(Dataset items)

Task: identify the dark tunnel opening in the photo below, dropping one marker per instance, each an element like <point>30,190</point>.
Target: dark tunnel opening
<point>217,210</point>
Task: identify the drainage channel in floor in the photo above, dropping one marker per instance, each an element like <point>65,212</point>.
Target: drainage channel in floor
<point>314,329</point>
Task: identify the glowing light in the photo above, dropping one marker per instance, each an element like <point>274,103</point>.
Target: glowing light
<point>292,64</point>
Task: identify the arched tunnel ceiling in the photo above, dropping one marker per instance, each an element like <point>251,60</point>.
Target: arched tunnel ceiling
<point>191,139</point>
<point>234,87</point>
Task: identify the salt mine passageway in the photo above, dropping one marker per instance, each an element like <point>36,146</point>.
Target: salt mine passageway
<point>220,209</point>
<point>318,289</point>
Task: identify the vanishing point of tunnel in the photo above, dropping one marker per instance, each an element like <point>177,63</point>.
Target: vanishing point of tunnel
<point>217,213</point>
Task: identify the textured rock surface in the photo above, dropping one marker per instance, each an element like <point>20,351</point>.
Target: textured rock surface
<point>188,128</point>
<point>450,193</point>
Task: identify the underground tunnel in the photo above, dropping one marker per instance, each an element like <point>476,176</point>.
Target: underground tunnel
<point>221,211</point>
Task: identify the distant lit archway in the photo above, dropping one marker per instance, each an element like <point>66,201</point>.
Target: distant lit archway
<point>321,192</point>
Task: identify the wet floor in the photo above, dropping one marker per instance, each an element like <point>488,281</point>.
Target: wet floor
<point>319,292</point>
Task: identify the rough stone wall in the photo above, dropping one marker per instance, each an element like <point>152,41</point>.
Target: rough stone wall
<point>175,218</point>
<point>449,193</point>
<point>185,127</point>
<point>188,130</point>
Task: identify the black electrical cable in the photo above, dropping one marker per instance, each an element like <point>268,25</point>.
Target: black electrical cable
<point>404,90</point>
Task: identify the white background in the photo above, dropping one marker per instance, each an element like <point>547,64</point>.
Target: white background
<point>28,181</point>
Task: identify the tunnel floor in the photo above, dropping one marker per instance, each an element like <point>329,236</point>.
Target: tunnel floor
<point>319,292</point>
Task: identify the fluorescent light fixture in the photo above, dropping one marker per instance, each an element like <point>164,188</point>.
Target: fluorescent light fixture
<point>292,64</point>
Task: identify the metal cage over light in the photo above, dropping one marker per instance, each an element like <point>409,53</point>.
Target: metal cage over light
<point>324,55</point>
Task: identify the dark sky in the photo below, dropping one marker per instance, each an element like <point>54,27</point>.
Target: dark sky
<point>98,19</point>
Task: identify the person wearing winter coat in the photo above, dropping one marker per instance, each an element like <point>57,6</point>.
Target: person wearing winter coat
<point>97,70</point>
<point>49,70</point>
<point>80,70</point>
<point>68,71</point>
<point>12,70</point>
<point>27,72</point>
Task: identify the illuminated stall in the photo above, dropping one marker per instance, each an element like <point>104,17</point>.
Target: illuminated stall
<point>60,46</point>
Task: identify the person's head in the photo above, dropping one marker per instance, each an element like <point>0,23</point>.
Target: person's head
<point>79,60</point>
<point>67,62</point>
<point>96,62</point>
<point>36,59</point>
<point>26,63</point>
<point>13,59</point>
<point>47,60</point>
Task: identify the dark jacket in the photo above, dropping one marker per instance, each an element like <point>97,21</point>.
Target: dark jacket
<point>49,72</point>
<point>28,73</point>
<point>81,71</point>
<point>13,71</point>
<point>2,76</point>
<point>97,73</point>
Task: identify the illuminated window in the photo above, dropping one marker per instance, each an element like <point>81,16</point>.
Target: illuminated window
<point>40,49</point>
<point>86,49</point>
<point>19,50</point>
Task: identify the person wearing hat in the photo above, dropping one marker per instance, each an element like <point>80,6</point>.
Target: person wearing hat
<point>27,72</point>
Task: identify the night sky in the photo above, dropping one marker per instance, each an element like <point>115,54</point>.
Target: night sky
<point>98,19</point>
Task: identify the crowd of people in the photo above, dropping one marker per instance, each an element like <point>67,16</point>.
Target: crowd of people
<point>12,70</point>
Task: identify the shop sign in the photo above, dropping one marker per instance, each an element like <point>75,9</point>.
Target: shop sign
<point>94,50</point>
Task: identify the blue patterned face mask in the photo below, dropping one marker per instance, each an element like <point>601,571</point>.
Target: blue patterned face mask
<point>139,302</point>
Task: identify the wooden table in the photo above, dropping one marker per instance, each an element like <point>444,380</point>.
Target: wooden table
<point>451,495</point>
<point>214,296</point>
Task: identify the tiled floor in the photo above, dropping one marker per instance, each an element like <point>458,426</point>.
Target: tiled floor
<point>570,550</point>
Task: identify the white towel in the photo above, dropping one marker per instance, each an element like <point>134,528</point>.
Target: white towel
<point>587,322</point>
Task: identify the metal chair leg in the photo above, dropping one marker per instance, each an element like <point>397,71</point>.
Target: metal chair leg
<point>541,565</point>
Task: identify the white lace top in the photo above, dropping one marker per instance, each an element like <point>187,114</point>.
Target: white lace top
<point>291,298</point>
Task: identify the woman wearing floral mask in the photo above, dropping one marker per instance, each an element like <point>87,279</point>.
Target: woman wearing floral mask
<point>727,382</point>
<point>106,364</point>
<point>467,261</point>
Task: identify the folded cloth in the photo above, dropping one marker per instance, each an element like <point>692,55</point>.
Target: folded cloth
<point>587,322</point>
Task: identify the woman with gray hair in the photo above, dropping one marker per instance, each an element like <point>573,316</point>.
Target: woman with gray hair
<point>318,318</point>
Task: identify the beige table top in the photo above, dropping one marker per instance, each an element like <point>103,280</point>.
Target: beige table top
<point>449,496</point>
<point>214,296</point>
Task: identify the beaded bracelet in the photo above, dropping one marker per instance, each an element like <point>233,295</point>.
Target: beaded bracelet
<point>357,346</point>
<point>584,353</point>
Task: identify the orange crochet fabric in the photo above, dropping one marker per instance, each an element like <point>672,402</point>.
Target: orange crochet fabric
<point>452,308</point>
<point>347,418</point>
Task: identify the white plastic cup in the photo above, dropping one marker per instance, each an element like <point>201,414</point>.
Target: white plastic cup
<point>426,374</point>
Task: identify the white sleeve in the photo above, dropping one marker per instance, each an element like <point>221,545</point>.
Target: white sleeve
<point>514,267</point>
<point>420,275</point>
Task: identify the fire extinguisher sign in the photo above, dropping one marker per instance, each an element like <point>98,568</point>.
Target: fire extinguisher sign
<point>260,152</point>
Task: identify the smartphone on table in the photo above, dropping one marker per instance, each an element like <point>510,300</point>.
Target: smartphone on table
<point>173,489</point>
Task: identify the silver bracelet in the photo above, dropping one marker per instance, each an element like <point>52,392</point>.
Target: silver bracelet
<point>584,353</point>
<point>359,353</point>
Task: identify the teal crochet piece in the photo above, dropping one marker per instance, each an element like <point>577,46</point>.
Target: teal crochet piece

:: What to produce ::
Can you return all of the entries above word for word, with nothing changed?

:: Exercise output ::
Task: identify the dark tunnel opening in the photo below, dropping one marker per instance, each an element like <point>30,190</point>.
Target: dark tunnel opening
<point>217,210</point>
Task: identify the drainage channel in floor in the photo above, dropping one marker per instance, each an element like <point>65,212</point>.
Target: drainage channel in floor
<point>314,329</point>
Task: identify the glowing light in the photo above, dropping one marker per instance, each an element like <point>274,103</point>.
Target: glowing light
<point>292,64</point>
Task: identify the arched tunnel ceiling in the photo above, dropping one marker per instance, each an element like <point>251,60</point>.
Target: arched tunnel ceiling
<point>191,139</point>
<point>234,87</point>
Task: identify the salt mine passageway in the photo above, dropping one marker per instance, each an element like <point>36,146</point>.
Target: salt mine passageway
<point>220,209</point>
<point>318,289</point>
Task: identify the vanishing point of tunnel in the photo above, dropping one marker per instance, each an element like <point>177,63</point>.
Target: vanishing point of tunnel
<point>217,213</point>
Task: identify the textured rock surface in the photo above, dropping one marker per instance, each an element like <point>20,351</point>.
Target: textured rock surface
<point>188,128</point>
<point>450,193</point>
Task: identify the underground tunnel in the photo above, dropping one marker per instance, each an element like <point>476,176</point>.
Target: underground tunnel
<point>221,211</point>
Task: identify the distant lit archway in the photo above, dropping one marker per instance, each an element like <point>66,201</point>.
Target: distant lit archway
<point>321,192</point>
Task: identify the wet floor in the photo above, dropping one marker per instance, each an element like <point>488,281</point>.
Target: wet floor
<point>319,292</point>
Task: identify the rough stone wall in the photo above, dropping one marker per instance, each an element like <point>152,41</point>.
Target: rough stone wall
<point>175,218</point>
<point>449,193</point>
<point>185,127</point>
<point>188,130</point>
Task: identify the black electrical cable in the photo above, dropping one marker per instance, each an element like <point>268,25</point>.
Target: black electrical cable
<point>404,90</point>
Task: identify the white background in the photo above, dropping one marker per instance, each an element like <point>547,64</point>.
Target: white background
<point>28,181</point>
Task: identify the tunnel floor in the photo above, dropping one marker per instance, each an element like <point>329,236</point>.
Target: tunnel floor
<point>319,292</point>
Task: identify the fluorescent light fixture in the photo above, dropping one marker per instance, each an element like <point>164,188</point>.
Target: fluorescent light fixture
<point>292,64</point>
Task: identify the metal cage over light in the photo above, dropping one marker per instance, each an element like <point>409,53</point>.
Target: metal cage over light
<point>324,55</point>
Task: identify the dark sky in the photo below, dropping one marker per instance, each an element like <point>54,27</point>.
Target: dark sky
<point>98,19</point>
Task: identify the person wearing winter coat in the photo above, dropping one marker per instance, each an element like <point>57,6</point>.
Target: person wearing winter coat
<point>97,70</point>
<point>49,70</point>
<point>80,70</point>
<point>68,71</point>
<point>12,70</point>
<point>27,72</point>
Task: identify the illuminated stall in the photo above, dropping one marker per instance, each an element like <point>104,17</point>.
Target: illuminated stall
<point>60,46</point>
Task: identify the person's head in the photo above, dropping one marker per instance, each an element like <point>0,23</point>.
Target: person's head
<point>79,60</point>
<point>67,62</point>
<point>96,62</point>
<point>36,59</point>
<point>26,63</point>
<point>13,59</point>
<point>47,60</point>
Task: identify the dark jacket in the photo above, dropping one marker per instance, each an element like <point>97,21</point>.
Target: dark jacket
<point>49,72</point>
<point>28,73</point>
<point>81,71</point>
<point>13,71</point>
<point>2,76</point>
<point>97,73</point>
Task: identify the illuminated window in the photo above, dropping one marker per instance, each an element like <point>81,16</point>.
Target: illuminated window
<point>40,49</point>
<point>86,49</point>
<point>19,50</point>
Task: identify the person wearing hat in the photo above, dropping one marker per instance, each an element like <point>80,6</point>.
Target: person wearing hat
<point>27,72</point>
Task: identify the night sky in the photo above, dropping one marker per instance, each an element like <point>115,54</point>.
Target: night sky
<point>98,19</point>
Task: identify the crowd of people in the photo above, dropping one marker per instance, each an element like <point>67,16</point>.
Target: crowd of people
<point>12,70</point>
Task: identify the shop sign in the photo above, dropping one marker per instance, each an element like <point>75,9</point>.
Target: shop sign
<point>94,50</point>
Task: identify the blue patterned face mask in the photo below, dropping one marker per instance, each an element like <point>601,571</point>.
Target: blue patterned face mask
<point>139,302</point>
Task: identify the wooden table in the photo above, dropping one marker per instance, each an element like <point>444,380</point>.
Target: wooden table
<point>451,495</point>
<point>214,296</point>
Task: identify the tiled floor in the photo above, dropping one marker per instance, each an element like <point>458,426</point>.
Target: tiled floor
<point>570,550</point>
Task: identify the white towel in the photo above, dropping one marker per instance, each an element like <point>134,528</point>.
Target: white towel
<point>587,322</point>
Task: identify the metal chair leg in the photo above, dropping one marker per instance, each an element like <point>397,71</point>.
Target: metal chair leg
<point>541,565</point>
Task: identify the white lace top in the photo above, dropping one marker per instance, each an element like <point>187,114</point>.
Target: white lace top
<point>291,298</point>
Task: identify the woman wearing floral mask in the photo above, dropping one marker per instance, each an element like <point>87,279</point>.
Target: woman wearing floral mask
<point>727,382</point>
<point>106,364</point>
<point>467,261</point>
Task: identify the folded cloth in the photo above, dropping one marker per instance, each an element like <point>692,55</point>.
Target: folded cloth
<point>587,322</point>
Task: identify the woman with gray hair in the photo above, dropping one marker per instance, each an element like <point>573,316</point>.
Target: woman with gray hair
<point>318,318</point>
Task: identify the beige table top in the photo above, dropping one marker per instance, each an element like <point>103,280</point>.
Target: beige table top
<point>449,496</point>
<point>214,296</point>
Task: identify the beaded bracelet in the photo above, dropping one marker per instance, each an element like <point>233,295</point>.
Target: beaded bracelet
<point>357,346</point>
<point>584,353</point>
Task: identify the orange crochet fabric in the photo above, dropping one marker per instance, each an element like <point>672,402</point>.
Target: orange crochet fabric
<point>452,308</point>
<point>347,418</point>
Task: identify the white plastic cup in the photo above, dropping one marker per instance, each an element like <point>201,414</point>.
Target: white plastic cup
<point>426,374</point>
Task: identify the white sleeve in the photo above, dropping one marker per instance, each an element like <point>221,545</point>.
Target: white sleeve
<point>514,267</point>
<point>420,275</point>
Task: identify the fire extinguisher sign in the photo above, dropping one marker per instance, each an element like <point>98,568</point>.
Target: fire extinguisher sign
<point>260,152</point>
Task: identify the smartphone on table in the photo above, dropping one marker per instance, each an element like <point>510,300</point>.
Target: smartphone on table
<point>173,489</point>
Task: identify the silver bracelet in the photo above, dropping one marker per instance, each an element like <point>52,392</point>.
Target: silver bracelet
<point>584,353</point>
<point>359,353</point>
Task: identify the teal crochet piece in the photo above, dropping one marker per instance, each an element like <point>577,46</point>.
Target: teal crochet piece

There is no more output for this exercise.